# the crash mat workout



## drop bear (Mar 4, 2014)

This one is a bit of fun if you have one of those gymnastics crash mats available.

(I use a 15 kilo plate but you can definitely go bigger)

Start the round holding the plate and jogging on the mat. At the call you get an exercise.

For us it is 
squat jumps.
Split lunges.
Dropping to your knees and getting back up with the plate above your head.
Squat and lift
Side lunges.
Sprints.

Usually about ten exercises per call.

Five minute rounds one minute break. Really good for the core for fitness and for making g you walk funny at the end of it.

Otherwise get an empty keg. Do one minute slamming it into the mat like donkey Kong. One minute sprawls or burpees on the mat.


----------



## Carol (Mar 5, 2014)

Nice!!  I don't have a crash mat but I do have a peat bog.  I look forward to trying these once the ground is a little less frozen


----------



## ballen0351 (Mar 5, 2014)

Carol said:


> .  I look forward to trying these once the ground is a little less frozen



Nice see that's smart.  my friends parents bought one of the memory foam beds they live in Northern VT.  it was transported in a box truck that's not heated in the back.  Apparently it was loaded the day before and sat in the truck all night and froze solid.  She moved it to her room and did a running dive face first into her rock solid mattress.


----------



## Carol (Mar 5, 2014)

Owwwwch!   I bring my memory foam pillow to the camp site with me.  On cold evenings, before I get in to the tent to bed down....yeah.  Don't want to be doing a face plant.


----------

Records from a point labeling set
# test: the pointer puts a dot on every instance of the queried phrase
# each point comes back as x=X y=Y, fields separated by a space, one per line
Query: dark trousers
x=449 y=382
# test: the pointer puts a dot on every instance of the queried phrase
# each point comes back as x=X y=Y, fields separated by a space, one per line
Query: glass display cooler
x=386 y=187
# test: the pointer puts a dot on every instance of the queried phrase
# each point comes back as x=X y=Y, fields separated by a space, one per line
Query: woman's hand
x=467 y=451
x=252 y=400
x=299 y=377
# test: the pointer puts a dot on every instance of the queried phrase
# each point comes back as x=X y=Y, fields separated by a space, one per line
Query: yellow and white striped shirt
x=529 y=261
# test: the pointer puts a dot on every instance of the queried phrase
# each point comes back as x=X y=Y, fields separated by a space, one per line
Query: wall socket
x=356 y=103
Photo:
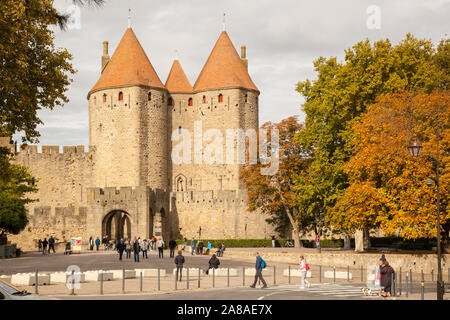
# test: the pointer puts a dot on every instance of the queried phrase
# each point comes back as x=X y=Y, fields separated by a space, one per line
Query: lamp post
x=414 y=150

● WHAT YOU HAVE TO DO
Please copy the crash mat workout thread starting with "Five minute rounds" and going on through "burpees on the mat.", renaming "keg" to "tire".

● RESULT FOR THIS EXERCISE
Five minute rounds one minute break. Really good for the core for fitness and for making g you walk funny at the end of it.

Otherwise get an empty tire. Do one minute slamming it into the mat like donkey Kong. One minute sprawls or burpees on the mat.